Required task 1: Copy out the lines of the records from the one containing "rear wheel ->" through the final line of the records, inclusive.

Judge Johnson formerly served as a United States Magistrate Judge in the Eastern District of Texas. Having almost a decade of experience with a broad federal civil and criminal docket and as the author of over 1,300 substantive opinions, she brings a wealth of significant and practical experience to both large-scale civil litigation and governmental or internal corporate investigations. Judge Johnson’s background as a former Assistant United States Attorney, as well as her civil trial practice, allow her to be a forceful advocate in the courtroom, a strategic advisor in the boardroom, and a welcome partner for clients facing complex civil or criminal matters. As a member of the firm’s Complex Litigation and Strategic Counseling Group, clients turn to Judge Johnson to draw upon her in-depth knowledge of the law from the perspective of having served as both a federal judge and an attorney for their most complex, bet-the-company litigations.
Federal Magistrate Judge
Judge Johnson brings an esteemed judicial career to her work at Shook. As a federal magistrate judge in the Sherman Division of the U.S. District Court for the Eastern District of Texas, Judge Johnson was responsible for half of the criminal and one-third of the civil dockets in the District’s busiest division. Her work in criminal cases included overseeing investigations lead by the FBI, SEC, HHS, Homeland Security, DEA, USPIS, Secret Service, and U.S. Customs and Border Protection, and presiding over cases from their inception through a plea deal or up to trial.

Given data:
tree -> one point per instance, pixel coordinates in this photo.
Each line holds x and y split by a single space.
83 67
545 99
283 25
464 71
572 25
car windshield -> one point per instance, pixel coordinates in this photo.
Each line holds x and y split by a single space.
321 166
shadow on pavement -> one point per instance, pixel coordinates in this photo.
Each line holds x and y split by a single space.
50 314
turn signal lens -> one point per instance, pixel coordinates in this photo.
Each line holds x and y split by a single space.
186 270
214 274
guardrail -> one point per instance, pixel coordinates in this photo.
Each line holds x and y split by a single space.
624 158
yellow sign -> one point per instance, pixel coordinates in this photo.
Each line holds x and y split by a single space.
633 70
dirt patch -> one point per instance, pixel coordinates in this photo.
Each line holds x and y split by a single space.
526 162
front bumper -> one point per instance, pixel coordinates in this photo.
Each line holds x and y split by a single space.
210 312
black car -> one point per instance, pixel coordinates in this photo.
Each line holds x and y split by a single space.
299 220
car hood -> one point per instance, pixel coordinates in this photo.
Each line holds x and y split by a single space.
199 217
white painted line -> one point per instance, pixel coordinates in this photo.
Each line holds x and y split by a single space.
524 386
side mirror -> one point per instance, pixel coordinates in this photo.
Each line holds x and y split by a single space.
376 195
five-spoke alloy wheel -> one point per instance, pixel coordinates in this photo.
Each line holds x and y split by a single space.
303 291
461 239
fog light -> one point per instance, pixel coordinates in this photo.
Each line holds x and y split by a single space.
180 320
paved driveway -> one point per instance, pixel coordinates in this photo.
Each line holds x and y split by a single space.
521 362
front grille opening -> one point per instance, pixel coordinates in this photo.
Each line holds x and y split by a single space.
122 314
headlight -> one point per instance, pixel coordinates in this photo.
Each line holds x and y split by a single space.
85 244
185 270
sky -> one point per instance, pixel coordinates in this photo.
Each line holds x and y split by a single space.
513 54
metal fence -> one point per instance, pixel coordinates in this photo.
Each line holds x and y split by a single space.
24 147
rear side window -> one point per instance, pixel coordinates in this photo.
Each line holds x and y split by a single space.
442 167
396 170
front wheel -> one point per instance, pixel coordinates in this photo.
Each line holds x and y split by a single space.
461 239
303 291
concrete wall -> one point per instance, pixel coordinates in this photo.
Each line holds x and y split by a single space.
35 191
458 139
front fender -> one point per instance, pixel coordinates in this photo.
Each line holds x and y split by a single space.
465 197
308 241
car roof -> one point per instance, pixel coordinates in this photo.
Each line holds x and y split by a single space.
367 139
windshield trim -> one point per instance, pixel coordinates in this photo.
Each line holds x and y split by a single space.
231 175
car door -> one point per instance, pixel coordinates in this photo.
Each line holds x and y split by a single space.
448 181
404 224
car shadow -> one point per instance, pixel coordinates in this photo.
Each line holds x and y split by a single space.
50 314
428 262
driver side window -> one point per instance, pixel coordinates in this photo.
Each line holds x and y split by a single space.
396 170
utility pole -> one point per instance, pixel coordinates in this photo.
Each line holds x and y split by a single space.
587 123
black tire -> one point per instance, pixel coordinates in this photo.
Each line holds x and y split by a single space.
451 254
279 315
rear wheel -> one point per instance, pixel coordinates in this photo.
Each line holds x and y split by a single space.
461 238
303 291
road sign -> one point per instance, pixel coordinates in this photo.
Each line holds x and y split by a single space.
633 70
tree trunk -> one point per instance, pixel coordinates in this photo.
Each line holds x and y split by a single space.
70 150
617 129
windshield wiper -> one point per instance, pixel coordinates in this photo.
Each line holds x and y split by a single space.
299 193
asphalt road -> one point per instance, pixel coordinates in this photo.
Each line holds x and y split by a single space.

Required task 2:
Using the profile of Judge Johnson, answer each question on its own line:
(a) How many substantive opinions has she authored?
(b) In which division of the Eastern District of Texas did she serve as a federal magistrate judge?
(c) What share of that division's civil docket was she responsible for?

Reply 1:
rear wheel -> one point per instance, pixel coordinates in this photo.
Each line holds x and y split by a single space.
461 238
303 291
road sign -> one point per instance, pixel coordinates in this photo.
Each line holds x and y split by a single space.
633 70
tree trunk -> one point per instance, pixel coordinates in this photo.
Each line holds x and y split by a single space.
70 150
617 129
windshield wiper -> one point per instance, pixel coordinates in this photo.
Each line holds x and y split by a single space.
299 193
asphalt road -> one point per instance, pixel coordinates in this photo.
Each line holds x and y split by a single space.

Reply 2:
(a) Over 1,300
(b) The Sherman Division
(c) One-third